TEXT PROVIDED
******************************
Personal information
- Date of birth: 6 August 1963 (age 61)
- Place of birth: Nijmegen, Netherlands

Team information
- Current team: TEC (head coach)

Senior career*
- Years: Team / Apps / (Gls)
- ?–1983: NEC
- 1983–1991: SV Hatert

Managerial career
- 1992–1999: SV Hatert
- 1999–2002: RKHVV
- 2002–2012: Achilles '29
- 2012–2013: Helmond Sport
- 2014–2015: JVC Cuijk
- 2015–2018: Achilles '29
- 2018–2019: VVSB
- 2019–2021: SV Spakenburg
- 2024: DUNO
- 2024–: TEC

= Eric Meijers =

Dutch football manager (born 1963)

Eric Meijers (born 6 August 1963) is a Dutch professional football manager and former player who is the head coach of club TEC.

==Coaching career==
Meijers is mostly known for his ten-year spell as head coach of Achilles '29, which he turned into a mainstay of Dutch amateur football and a national Topklasse in 2012, for which he was awarded the Rinus Michels Award as best amateur coach of the year.

His successes in 2012 won him interest from Eerste Divisie professionals Helmond Sport, who hired him as new head coach for the 2012–13 season in a one-year contract. Thanks also to five wins in the first five games of the seasons, Helmond ended the season in an impressive fourth place, but was defeated by Sparta Rotterdam in the promotion playoffs. Meijers could not repeat his positive performances in the following seasons, as he was dismissed in September 2013 due to poor results after a home loss to Almere City FC.

In January 2014, it was announced Meijers would return into amateur football, replacing Hans Kraay, Jr. at ambitious Topklasse club JVC Cuijk, effective from the following 2014–15 season.

On 9 November 2014, it was announced that he would return to Achilles '29 after the season to succeed François Gesthuizen, who had made the move to professional football. In 2017, he relegated with Achilles '29 to the Tweede Divisie. After the club struggled with bankruptcy for its professional and first team refused to practice, Meijers immediately stepped down from his position on 11 January 2018. Meijers gained national fame in September 2018 because of a trailer for the documentary Voetbal is oorlog (Football is war) about the relegation year with Achilles '29.

Starting November 2018 he began coaching VVSB. He left the position on 14 November 2019 to become the manager of Tweede Divisie club SV Spakenburg. On 8 November 2021, Meijers was sacked by Spakenburg, with the club sitting in seventeenth position in the Tweede Divisie.

On 8 November 2022, Meijers was appointed assistant coach to Hans van de Haar at Tweede Divisie club TEC. In March 2024, it was announced that he would become head coach of Eerste Klasse club DUNO for the 2024–25 season. However, just months into his role at DUNO, Meijers returned to TEC in November 2024 to replace Eric Speelziek as head coach.
******************************
DATASET EXTRACT
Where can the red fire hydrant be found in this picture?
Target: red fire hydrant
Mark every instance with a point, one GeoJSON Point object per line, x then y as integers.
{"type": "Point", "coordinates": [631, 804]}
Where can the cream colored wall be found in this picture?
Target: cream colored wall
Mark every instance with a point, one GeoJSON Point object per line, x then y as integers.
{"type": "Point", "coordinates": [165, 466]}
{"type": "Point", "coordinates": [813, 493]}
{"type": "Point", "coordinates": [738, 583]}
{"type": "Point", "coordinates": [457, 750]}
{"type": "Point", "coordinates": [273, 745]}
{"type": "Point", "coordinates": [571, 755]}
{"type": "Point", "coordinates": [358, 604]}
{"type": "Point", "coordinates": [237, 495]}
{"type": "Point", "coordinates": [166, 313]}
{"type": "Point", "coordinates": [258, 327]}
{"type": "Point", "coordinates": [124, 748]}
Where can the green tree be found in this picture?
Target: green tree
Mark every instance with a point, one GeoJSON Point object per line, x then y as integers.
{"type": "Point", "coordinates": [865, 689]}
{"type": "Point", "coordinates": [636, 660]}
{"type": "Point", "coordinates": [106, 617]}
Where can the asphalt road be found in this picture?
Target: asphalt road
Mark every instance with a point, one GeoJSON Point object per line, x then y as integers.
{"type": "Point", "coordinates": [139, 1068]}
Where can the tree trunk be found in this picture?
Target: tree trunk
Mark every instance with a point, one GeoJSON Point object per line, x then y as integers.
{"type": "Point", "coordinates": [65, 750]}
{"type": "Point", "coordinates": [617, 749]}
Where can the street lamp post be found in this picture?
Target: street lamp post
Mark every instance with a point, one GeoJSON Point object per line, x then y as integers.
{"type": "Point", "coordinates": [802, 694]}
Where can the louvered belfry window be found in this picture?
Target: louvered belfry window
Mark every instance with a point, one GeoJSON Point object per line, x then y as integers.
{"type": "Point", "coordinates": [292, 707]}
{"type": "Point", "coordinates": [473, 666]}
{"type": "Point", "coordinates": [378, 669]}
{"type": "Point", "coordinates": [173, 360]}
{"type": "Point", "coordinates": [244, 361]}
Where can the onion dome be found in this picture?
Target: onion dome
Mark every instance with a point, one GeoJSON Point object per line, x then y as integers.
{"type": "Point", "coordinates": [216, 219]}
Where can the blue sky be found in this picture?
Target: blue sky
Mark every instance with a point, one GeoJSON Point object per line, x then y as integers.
******************************
TO DO
(A) Answer each question from the Eric Meijers profile, one line per answer, marked (i), (ii), (iii):
(i) What award did Meijers receive for his success with Achilles '29 in 2012?
(ii) Which club beat Helmond Sport in the promotion playoffs?
(iii) Whom did Meijers replace as head coach of TEC in November 2024?
(B) Please explain, in one to three sentences, why Meijers was dismissed by Helmond Sport in September 2013, according to the Eric Meijers profile.

YOUR RESPONSES
(A)
(i) The Rinus Michels Award, as best amateur coach of the year.
(ii) Sparta Rotterdam.
(iii) Eric Speelziek.

(B) Meijers could not repeat his strong start in the following seasons and was dismissed because of poor results. The decision came after a home loss to Almere City FC.